▶ [Required action]
What is needed is each line of the data below that holds the string "large".

Natural-language object grounding data
= Beginning of Section =

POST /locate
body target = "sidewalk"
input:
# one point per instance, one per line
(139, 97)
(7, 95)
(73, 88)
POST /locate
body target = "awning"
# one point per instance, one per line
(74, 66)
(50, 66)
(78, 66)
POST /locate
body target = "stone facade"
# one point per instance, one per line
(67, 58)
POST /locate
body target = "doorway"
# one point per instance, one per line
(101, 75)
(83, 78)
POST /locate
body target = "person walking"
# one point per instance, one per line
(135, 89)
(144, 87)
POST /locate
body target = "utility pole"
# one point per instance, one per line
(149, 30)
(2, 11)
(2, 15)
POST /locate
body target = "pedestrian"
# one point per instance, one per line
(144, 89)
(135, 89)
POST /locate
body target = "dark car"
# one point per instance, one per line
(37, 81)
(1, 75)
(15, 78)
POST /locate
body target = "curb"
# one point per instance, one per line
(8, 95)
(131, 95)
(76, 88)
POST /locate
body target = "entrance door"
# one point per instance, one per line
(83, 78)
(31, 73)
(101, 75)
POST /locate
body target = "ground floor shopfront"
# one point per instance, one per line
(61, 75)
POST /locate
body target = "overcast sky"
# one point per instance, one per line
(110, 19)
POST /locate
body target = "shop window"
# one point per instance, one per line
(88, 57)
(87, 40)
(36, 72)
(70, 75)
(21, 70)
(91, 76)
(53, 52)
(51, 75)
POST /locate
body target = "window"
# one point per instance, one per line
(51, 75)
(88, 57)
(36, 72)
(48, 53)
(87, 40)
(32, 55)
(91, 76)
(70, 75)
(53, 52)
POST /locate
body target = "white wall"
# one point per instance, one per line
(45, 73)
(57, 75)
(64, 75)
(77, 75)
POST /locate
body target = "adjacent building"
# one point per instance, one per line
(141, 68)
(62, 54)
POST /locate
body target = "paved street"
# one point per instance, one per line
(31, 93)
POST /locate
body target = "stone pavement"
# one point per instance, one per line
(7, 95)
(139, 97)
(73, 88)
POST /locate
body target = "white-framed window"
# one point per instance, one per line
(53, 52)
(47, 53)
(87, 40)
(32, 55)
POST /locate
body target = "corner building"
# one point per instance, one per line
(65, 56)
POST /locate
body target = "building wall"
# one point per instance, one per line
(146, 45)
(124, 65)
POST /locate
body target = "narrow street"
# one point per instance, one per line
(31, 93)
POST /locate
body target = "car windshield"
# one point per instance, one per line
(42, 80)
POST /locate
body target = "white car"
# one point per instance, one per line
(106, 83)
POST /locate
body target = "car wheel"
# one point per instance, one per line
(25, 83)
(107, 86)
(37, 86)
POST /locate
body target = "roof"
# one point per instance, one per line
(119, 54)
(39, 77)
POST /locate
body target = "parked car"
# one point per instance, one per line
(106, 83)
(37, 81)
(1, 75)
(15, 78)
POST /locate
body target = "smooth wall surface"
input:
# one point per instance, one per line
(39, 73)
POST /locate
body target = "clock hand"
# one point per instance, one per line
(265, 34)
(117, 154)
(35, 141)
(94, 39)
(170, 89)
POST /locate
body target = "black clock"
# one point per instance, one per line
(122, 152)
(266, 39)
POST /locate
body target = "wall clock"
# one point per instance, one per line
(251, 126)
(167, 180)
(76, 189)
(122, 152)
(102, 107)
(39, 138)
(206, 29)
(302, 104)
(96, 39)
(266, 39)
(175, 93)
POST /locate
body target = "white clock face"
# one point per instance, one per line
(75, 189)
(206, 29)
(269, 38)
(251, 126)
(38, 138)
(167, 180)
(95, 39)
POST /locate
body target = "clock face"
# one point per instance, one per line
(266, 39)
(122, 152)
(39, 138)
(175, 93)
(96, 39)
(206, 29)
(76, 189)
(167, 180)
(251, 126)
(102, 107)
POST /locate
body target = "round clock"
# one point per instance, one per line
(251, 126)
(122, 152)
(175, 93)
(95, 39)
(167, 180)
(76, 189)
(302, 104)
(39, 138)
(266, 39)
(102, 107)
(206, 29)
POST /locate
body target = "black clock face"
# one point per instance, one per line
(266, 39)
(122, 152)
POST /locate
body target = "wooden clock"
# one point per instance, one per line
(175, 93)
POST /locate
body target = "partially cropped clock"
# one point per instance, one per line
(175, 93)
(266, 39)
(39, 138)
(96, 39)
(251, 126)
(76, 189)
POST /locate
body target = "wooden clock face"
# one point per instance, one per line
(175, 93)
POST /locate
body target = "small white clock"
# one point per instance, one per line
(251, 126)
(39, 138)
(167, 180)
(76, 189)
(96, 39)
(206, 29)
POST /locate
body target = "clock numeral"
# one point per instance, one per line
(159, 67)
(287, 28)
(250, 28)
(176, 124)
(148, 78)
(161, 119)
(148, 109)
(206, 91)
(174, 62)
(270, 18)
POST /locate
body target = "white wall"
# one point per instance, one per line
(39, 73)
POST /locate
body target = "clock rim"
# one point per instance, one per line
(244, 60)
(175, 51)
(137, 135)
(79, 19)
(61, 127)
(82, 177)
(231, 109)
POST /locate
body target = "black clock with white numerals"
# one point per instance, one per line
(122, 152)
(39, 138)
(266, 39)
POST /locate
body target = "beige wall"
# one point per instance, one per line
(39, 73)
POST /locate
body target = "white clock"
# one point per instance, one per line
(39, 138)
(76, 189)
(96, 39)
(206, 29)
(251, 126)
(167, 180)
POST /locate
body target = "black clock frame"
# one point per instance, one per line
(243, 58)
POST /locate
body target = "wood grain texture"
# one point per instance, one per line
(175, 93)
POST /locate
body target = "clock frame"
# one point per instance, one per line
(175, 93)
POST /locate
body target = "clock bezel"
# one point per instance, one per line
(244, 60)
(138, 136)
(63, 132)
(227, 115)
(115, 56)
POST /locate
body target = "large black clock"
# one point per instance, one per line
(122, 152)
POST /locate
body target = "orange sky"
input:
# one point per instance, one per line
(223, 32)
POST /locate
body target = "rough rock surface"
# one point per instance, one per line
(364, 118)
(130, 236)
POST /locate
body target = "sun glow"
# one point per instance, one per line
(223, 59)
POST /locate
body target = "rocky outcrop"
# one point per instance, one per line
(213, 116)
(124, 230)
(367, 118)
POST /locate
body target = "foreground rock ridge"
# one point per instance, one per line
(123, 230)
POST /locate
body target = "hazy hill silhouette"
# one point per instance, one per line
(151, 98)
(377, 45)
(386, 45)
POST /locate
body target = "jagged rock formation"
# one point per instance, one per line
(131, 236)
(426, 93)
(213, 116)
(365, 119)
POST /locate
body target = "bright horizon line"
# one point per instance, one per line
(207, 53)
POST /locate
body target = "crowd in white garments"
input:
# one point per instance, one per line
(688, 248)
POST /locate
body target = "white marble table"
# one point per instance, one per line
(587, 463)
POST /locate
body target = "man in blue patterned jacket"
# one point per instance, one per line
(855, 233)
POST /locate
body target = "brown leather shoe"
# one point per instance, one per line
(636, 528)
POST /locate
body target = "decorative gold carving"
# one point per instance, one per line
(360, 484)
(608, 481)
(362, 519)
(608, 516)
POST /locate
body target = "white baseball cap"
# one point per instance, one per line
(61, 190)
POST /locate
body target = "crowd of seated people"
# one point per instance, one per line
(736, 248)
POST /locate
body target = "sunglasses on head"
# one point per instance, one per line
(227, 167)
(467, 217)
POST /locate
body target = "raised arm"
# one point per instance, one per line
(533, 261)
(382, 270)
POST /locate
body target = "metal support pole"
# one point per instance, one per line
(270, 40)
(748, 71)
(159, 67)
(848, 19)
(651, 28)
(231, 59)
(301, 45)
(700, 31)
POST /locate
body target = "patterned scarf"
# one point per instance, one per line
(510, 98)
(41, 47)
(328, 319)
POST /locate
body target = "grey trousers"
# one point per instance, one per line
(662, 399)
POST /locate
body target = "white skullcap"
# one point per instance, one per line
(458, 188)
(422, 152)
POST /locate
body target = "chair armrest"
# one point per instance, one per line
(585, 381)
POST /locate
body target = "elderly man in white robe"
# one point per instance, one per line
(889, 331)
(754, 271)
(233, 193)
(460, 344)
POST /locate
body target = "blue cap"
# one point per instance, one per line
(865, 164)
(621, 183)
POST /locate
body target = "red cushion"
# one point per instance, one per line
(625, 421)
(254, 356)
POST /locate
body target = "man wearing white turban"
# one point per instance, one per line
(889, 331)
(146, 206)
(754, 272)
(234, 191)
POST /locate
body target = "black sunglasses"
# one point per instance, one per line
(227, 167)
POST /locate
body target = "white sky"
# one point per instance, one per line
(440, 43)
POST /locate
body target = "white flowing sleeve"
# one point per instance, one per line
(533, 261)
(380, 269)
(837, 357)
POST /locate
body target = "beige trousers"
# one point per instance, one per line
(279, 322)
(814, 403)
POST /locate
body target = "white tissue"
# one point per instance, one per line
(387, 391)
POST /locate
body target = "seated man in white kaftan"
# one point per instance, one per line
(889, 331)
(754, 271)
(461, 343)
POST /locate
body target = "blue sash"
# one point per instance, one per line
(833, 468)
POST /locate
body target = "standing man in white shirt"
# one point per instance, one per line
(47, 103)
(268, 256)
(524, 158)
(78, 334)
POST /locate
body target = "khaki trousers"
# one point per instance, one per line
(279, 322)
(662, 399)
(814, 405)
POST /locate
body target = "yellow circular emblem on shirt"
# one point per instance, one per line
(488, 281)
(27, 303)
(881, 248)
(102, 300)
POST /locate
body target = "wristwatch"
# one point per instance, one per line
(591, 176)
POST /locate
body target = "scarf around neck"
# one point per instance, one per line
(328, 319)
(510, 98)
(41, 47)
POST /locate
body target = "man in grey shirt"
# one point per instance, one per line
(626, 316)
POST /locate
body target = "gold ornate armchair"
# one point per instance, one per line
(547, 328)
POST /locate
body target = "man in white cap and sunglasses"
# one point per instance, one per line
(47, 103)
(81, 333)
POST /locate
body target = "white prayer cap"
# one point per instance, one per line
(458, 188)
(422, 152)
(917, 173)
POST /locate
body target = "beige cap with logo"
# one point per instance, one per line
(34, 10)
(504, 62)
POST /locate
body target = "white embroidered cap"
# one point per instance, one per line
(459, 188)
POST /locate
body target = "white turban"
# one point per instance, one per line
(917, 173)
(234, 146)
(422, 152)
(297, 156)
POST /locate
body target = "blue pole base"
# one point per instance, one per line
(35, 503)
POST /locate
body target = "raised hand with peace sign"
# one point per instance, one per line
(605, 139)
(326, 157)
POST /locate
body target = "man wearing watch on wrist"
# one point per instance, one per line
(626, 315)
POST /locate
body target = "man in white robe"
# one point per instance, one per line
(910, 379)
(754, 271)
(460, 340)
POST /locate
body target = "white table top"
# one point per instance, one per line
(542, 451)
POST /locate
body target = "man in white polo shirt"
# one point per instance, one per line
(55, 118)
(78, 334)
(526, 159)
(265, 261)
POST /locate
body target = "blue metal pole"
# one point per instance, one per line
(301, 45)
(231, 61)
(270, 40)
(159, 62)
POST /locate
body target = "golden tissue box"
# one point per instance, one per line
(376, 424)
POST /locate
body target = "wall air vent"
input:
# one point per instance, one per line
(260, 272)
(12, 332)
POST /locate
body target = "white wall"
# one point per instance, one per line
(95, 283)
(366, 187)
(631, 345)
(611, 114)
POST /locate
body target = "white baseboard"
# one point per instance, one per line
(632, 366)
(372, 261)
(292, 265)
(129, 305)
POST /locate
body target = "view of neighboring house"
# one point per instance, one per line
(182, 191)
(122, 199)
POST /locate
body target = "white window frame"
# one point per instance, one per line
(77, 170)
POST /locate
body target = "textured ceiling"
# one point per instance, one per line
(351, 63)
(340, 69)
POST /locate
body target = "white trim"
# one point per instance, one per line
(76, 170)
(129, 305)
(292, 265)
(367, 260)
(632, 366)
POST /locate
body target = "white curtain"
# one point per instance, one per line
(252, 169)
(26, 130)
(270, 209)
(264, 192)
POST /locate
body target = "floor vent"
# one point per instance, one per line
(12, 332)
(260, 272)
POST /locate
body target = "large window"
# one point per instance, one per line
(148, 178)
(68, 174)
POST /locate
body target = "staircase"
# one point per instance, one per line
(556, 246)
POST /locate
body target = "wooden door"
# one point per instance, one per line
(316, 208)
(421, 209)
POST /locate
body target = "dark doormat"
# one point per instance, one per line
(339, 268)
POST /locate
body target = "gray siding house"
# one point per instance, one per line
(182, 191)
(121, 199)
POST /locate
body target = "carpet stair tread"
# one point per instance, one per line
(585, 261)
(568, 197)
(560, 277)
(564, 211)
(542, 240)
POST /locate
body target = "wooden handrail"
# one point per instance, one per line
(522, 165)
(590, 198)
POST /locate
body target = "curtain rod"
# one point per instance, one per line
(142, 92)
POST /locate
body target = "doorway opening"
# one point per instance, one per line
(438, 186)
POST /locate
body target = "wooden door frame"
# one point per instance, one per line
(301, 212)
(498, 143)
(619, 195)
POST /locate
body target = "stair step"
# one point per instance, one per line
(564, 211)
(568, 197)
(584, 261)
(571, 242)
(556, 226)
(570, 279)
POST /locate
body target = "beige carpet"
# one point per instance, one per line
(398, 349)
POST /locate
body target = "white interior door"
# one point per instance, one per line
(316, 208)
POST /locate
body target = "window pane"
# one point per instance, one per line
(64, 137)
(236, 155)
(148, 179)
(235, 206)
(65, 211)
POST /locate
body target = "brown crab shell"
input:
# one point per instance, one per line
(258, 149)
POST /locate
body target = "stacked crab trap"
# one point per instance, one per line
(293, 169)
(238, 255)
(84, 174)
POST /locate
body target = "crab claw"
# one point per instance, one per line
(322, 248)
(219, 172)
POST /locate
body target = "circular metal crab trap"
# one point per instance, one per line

= End of Section =

▶ [Response for this exercise]
body target = "large black clock"
body target = "large window"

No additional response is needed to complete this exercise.